TASK TO COMPLETE »
Among the lines of the material below, count those with the string "baby". Give the number alone.
□ □ □
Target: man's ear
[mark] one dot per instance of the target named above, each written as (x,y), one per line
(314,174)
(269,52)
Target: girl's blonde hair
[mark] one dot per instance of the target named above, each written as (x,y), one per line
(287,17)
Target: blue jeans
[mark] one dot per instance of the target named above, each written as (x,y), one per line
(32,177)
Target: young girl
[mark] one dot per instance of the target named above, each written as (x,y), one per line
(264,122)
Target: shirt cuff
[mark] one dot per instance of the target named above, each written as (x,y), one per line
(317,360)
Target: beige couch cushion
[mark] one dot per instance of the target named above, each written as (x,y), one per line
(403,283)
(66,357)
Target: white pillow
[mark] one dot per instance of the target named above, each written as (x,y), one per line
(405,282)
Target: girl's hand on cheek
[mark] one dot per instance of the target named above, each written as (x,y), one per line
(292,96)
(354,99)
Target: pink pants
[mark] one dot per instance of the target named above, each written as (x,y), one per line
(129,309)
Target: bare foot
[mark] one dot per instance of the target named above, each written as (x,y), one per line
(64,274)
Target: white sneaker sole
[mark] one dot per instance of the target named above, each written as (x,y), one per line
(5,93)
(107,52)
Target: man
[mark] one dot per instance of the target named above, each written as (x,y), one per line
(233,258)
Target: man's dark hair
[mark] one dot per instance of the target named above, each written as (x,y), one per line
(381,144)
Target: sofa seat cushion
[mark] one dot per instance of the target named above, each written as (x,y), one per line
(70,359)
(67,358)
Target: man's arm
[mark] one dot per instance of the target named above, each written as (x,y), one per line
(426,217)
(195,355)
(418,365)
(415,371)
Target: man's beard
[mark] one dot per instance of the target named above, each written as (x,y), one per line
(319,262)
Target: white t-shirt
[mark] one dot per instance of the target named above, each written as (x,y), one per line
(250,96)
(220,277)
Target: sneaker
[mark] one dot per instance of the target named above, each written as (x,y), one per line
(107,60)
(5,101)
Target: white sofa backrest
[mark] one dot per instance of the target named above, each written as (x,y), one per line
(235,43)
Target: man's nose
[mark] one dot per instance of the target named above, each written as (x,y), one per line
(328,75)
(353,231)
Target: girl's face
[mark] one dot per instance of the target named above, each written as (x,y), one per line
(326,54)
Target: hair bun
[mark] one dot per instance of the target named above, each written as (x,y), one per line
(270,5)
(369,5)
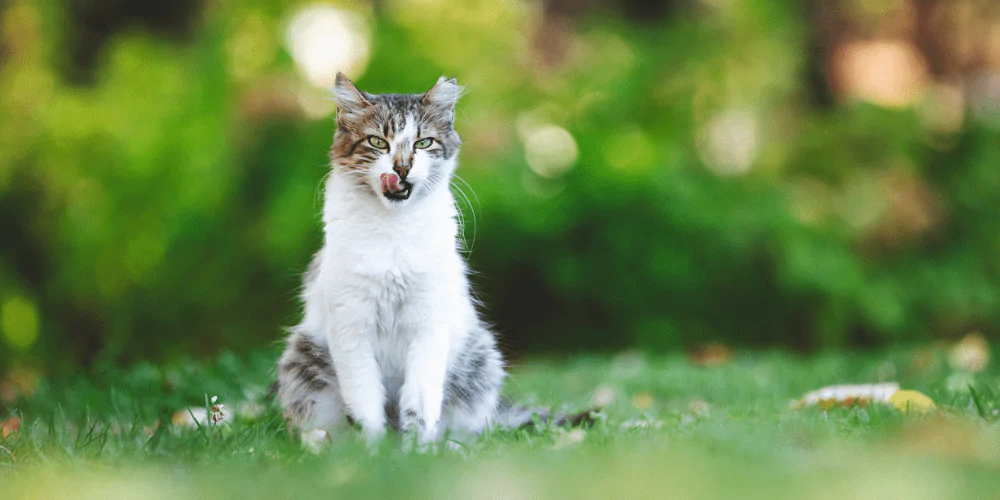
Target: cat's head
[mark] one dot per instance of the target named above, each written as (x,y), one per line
(401,146)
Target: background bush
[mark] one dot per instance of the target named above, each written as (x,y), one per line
(653,176)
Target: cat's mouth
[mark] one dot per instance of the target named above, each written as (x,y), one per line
(395,188)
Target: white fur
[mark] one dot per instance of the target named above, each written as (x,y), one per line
(391,295)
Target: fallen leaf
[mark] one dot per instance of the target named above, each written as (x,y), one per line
(906,401)
(971,354)
(642,400)
(847,395)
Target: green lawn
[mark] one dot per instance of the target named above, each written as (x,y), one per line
(673,429)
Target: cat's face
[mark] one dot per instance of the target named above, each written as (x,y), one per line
(401,146)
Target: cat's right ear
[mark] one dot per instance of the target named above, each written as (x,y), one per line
(350,100)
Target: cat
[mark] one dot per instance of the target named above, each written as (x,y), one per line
(391,334)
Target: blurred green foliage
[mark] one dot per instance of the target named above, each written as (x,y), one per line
(169,206)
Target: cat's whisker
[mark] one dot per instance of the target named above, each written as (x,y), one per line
(475,222)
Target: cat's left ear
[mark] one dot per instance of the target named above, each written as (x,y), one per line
(443,95)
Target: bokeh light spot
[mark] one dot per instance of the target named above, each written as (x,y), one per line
(549,150)
(729,144)
(19,322)
(324,40)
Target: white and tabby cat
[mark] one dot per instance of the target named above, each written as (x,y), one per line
(391,335)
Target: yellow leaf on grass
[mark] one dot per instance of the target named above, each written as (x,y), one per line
(912,401)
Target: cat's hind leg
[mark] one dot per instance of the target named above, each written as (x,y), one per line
(307,385)
(472,386)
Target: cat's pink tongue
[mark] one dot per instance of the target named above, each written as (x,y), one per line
(390,183)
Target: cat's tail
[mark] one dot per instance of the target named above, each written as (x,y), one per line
(512,416)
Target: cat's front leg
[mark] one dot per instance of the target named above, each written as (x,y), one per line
(422,393)
(358,374)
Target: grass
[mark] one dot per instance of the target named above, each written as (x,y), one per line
(673,429)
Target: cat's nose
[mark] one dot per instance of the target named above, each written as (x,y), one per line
(402,168)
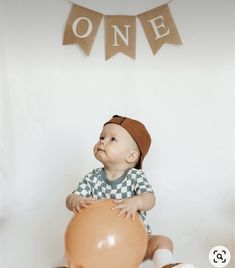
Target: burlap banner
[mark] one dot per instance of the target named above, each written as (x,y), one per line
(120,31)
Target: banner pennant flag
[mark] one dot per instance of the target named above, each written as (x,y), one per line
(120,35)
(81,27)
(159,27)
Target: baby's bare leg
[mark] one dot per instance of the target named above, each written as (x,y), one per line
(156,242)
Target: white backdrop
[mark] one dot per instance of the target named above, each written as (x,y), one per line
(54,100)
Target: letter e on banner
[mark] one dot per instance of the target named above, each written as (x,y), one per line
(159,27)
(81,27)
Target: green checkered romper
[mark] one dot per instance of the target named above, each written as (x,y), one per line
(133,182)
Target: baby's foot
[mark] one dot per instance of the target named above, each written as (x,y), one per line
(179,265)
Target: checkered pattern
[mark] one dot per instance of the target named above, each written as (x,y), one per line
(133,182)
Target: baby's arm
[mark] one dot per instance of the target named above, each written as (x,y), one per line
(131,205)
(75,202)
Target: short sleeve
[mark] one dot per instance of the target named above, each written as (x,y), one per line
(84,187)
(142,185)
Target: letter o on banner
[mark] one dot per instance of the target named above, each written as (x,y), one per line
(75,26)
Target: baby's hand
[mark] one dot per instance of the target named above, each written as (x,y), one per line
(78,202)
(127,206)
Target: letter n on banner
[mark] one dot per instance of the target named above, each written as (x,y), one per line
(81,27)
(120,35)
(159,27)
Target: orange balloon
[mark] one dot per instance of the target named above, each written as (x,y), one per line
(97,238)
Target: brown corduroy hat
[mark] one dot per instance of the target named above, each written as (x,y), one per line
(138,132)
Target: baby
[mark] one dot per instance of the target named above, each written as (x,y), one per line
(122,146)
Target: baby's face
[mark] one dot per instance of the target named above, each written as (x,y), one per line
(114,144)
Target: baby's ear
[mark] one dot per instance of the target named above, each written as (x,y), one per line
(132,157)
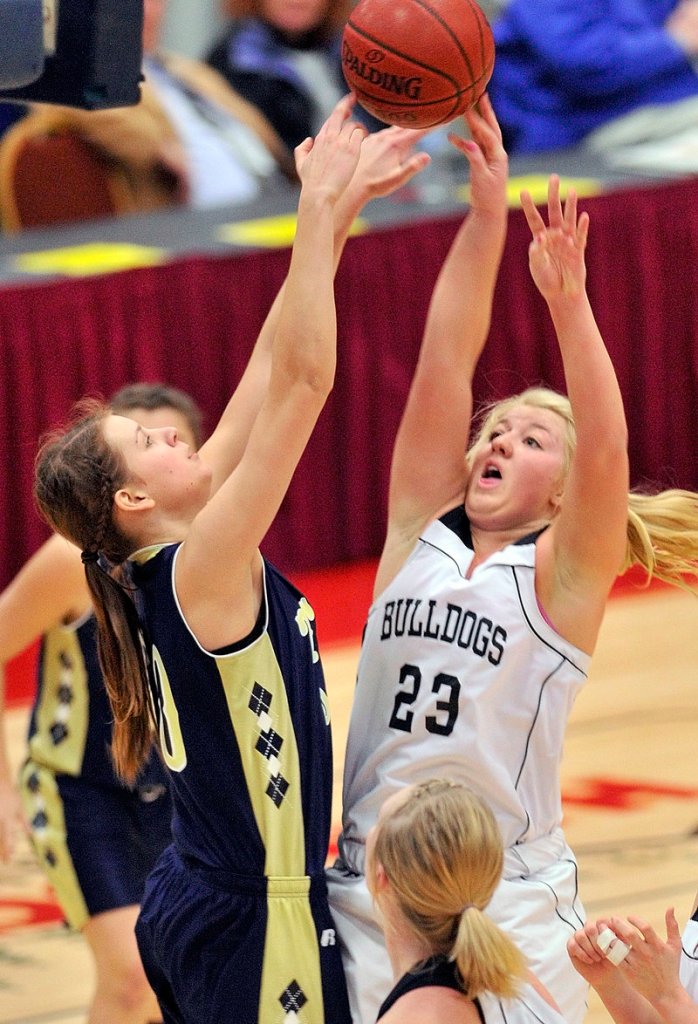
□ □ □
FINISHED TASK »
7